━━━ Record set ━━━
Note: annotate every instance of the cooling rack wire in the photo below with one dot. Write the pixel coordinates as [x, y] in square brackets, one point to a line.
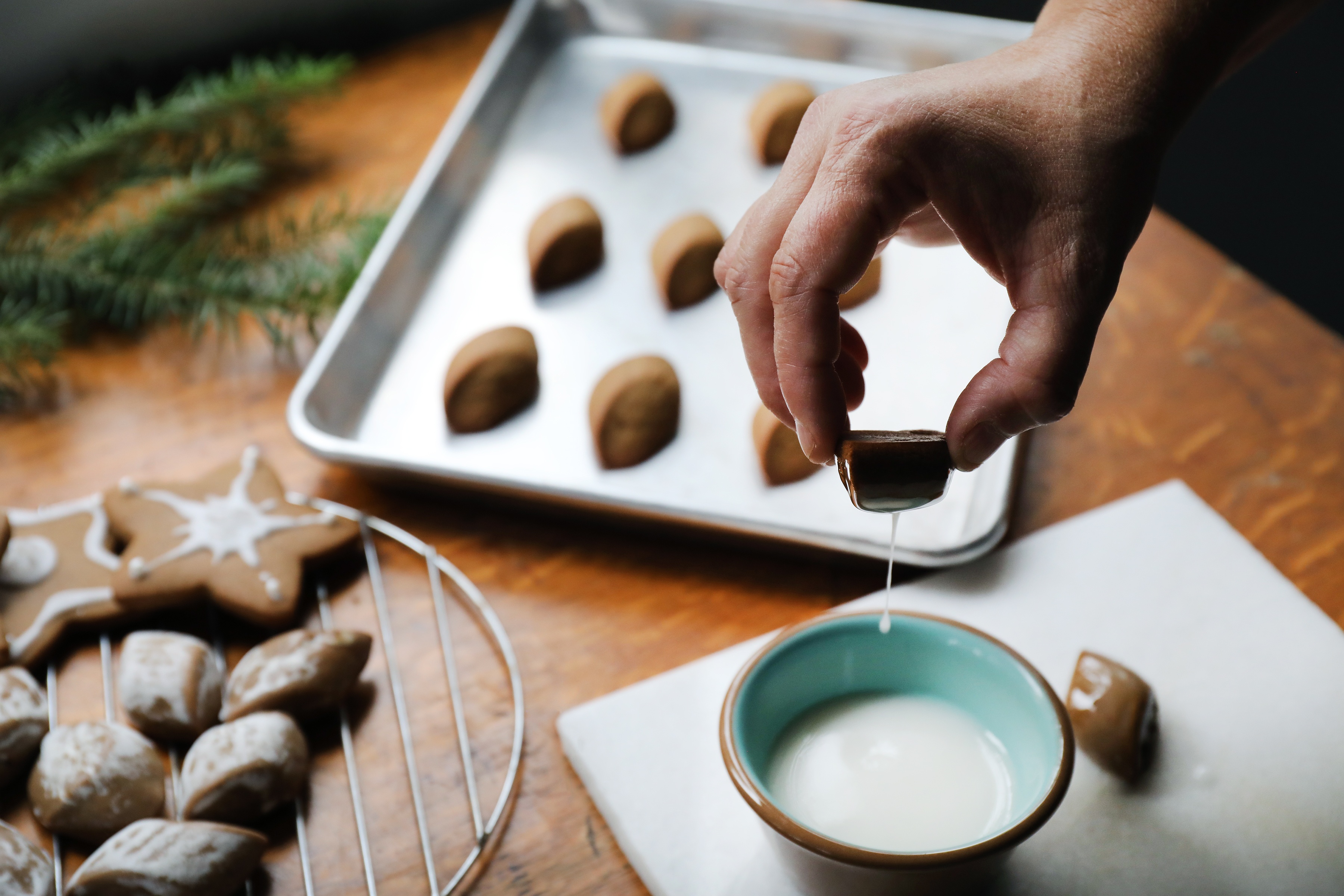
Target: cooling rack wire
[487, 829]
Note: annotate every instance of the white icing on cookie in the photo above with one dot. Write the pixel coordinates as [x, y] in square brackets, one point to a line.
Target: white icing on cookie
[96, 538]
[224, 525]
[56, 608]
[27, 561]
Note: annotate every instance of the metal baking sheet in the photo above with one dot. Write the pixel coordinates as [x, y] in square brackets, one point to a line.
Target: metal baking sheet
[452, 265]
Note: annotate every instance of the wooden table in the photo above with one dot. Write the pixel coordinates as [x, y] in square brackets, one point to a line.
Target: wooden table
[1201, 373]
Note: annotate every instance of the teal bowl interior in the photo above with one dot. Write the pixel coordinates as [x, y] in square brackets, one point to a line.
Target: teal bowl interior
[921, 657]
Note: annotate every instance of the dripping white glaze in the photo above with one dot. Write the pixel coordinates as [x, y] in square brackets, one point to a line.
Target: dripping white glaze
[224, 525]
[96, 538]
[27, 561]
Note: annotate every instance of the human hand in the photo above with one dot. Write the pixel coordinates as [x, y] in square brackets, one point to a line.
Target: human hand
[1041, 159]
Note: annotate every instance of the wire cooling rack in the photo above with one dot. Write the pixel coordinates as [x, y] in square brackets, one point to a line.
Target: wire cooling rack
[487, 829]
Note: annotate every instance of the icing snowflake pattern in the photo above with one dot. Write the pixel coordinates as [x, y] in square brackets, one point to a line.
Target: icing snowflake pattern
━━━
* [What you need to do]
Pictures don't belong in the copy. Transcribe every record exactly as it appears.

* [The response]
Note: annotate every instance of the cooling rack wire in the photo below with one dot. Write the pixel coordinates as [x, y] in square brackets, one point to a line.
Target: cooling rack wire
[487, 829]
Note: annotate every instance of the white icing on cookie in the photo above with one dot. Write the pixel coordinates as [x, y] in square brackets, one point to a line.
Target: white icing on cookie
[96, 538]
[224, 525]
[56, 608]
[27, 561]
Note: annotate every instance of the metal baking sheet in the photo above with one dot. Write the pixel coordinates as [x, y] in square brackets, one point to a line.
Target: metal baking sheet
[452, 265]
Note: annotate every instance of the wooden table in the photo above with one dot. Write the pixel coordinates as [x, y] in square brackets, one point to a line.
Target: wooden table
[1201, 373]
Note: annotate every instance of the teal bowl interior in the photo above with one dot. Write the pixel coordinates as [x, y] in square brackets, one point to a line.
Target: teal bowl interior
[921, 657]
Note: annotate every instance of the dripping white glaze in the photo above with one dot. Write the pixel coordinates as [x, y] in square brackets, one point to a line.
Target: dripping white glaze
[224, 525]
[96, 538]
[27, 561]
Note: annotate every instance of the human hand in the photo above with one dot. Write the pixel coordinates as [x, y] in square brackets, one point to a line.
Target: human hand
[1041, 159]
Note: annotate every instance of the wire cooling rack in the photo above with one dot. Write the pixel coordinates as [x, y] in square brackets, one point to a line.
Target: wire cooling rack
[487, 829]
Note: annotate every instance of the icing snowflake pattern in the photo above with one dot. Write the pixel coordinates as [x, y] in square brackets, one point to a line.
Target: icing snowflake pattern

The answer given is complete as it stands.